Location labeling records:
::::

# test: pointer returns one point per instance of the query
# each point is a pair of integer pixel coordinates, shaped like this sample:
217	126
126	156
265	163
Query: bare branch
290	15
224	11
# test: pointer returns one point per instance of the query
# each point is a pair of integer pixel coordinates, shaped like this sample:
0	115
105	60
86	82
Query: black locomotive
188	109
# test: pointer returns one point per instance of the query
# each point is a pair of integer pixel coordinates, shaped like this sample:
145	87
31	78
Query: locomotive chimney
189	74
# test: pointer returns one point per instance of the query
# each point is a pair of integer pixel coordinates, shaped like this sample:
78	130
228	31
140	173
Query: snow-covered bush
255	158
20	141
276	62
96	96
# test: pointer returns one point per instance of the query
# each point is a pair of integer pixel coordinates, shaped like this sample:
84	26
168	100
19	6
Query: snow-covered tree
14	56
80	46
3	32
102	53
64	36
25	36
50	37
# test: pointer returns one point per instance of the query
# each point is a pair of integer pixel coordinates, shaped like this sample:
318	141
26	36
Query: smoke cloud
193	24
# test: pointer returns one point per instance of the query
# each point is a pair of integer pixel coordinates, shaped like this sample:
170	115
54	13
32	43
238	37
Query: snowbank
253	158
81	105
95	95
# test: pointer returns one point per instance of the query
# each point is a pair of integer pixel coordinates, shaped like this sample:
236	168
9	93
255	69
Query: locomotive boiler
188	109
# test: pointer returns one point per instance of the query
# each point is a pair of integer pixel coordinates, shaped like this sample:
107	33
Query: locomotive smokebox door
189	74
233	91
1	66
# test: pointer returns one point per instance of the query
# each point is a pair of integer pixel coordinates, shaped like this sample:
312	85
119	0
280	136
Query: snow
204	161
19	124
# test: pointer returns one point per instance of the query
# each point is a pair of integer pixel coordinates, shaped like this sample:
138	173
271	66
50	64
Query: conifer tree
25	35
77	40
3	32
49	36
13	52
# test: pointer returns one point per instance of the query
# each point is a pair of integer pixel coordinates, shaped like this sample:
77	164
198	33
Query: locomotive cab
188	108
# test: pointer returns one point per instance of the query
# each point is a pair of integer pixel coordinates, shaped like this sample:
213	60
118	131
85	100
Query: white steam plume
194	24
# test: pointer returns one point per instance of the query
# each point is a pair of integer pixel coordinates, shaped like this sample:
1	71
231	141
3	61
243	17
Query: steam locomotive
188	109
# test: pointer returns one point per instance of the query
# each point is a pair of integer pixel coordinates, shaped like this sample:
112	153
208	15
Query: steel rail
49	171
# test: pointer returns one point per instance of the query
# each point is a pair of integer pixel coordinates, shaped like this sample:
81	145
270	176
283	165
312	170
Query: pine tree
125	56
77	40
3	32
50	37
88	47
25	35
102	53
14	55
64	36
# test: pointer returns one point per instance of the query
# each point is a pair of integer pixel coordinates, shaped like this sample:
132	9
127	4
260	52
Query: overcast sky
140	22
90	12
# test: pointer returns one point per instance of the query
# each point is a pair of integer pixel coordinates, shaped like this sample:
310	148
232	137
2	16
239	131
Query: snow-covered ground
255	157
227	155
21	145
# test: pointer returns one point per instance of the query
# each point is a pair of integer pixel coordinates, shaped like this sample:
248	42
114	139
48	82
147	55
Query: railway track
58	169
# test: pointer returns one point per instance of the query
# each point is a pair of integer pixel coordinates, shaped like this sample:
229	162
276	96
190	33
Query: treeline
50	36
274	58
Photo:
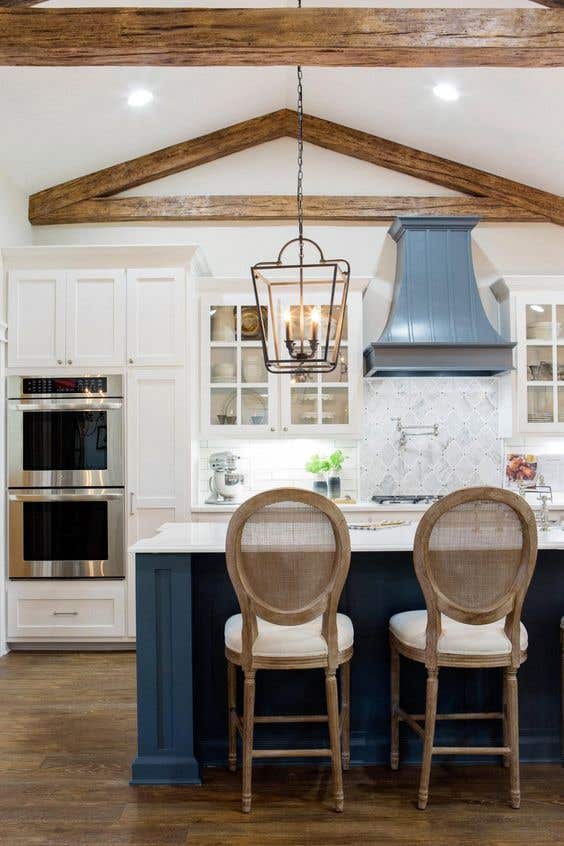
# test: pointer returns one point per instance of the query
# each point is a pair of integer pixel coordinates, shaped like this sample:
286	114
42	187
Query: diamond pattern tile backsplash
467	450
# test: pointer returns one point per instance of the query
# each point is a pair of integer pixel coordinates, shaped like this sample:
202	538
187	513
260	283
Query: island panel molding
329	36
278	207
63	203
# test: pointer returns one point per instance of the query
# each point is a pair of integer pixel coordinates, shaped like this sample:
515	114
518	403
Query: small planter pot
320	485
334	486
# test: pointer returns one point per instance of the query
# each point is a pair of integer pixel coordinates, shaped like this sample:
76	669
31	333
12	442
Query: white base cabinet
66	610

::::

- What is being asked: Which lines in the rows above contain the string "covered"? Return every one of them in full.

- The completed task:
Query: snow-covered bush
Query: snow-covered tree
Query: snow-covered ground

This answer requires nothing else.